#### DATA TO USE ####

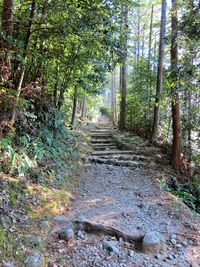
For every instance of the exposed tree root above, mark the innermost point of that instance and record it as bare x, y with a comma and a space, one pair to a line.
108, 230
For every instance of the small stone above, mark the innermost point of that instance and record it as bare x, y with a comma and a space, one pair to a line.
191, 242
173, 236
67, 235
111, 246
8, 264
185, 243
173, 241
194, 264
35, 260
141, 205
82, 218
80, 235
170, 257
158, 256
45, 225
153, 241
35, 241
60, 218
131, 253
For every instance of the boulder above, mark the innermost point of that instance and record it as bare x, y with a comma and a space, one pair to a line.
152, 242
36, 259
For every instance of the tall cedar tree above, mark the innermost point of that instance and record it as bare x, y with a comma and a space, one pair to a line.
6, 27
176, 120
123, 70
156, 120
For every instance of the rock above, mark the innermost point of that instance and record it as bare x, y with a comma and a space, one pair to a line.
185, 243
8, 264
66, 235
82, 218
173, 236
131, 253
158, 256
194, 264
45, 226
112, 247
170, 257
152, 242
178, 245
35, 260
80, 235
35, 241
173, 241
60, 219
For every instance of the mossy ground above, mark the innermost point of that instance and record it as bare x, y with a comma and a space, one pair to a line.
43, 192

####
#### DATA TO USE ####

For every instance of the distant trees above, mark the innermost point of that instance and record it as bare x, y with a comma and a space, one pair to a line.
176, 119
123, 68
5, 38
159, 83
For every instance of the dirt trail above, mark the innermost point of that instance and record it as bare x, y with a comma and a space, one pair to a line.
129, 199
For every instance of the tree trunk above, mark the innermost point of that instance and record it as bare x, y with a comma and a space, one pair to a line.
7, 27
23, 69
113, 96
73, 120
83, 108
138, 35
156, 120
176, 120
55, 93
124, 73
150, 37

####

Which lines of the entries above contain the word "dirt"? Pull out each of them in full.

For every instance of the dirt trail above, mark the innermost point of that instance and record it as bare x, y with a comma and a space, one pair to a line.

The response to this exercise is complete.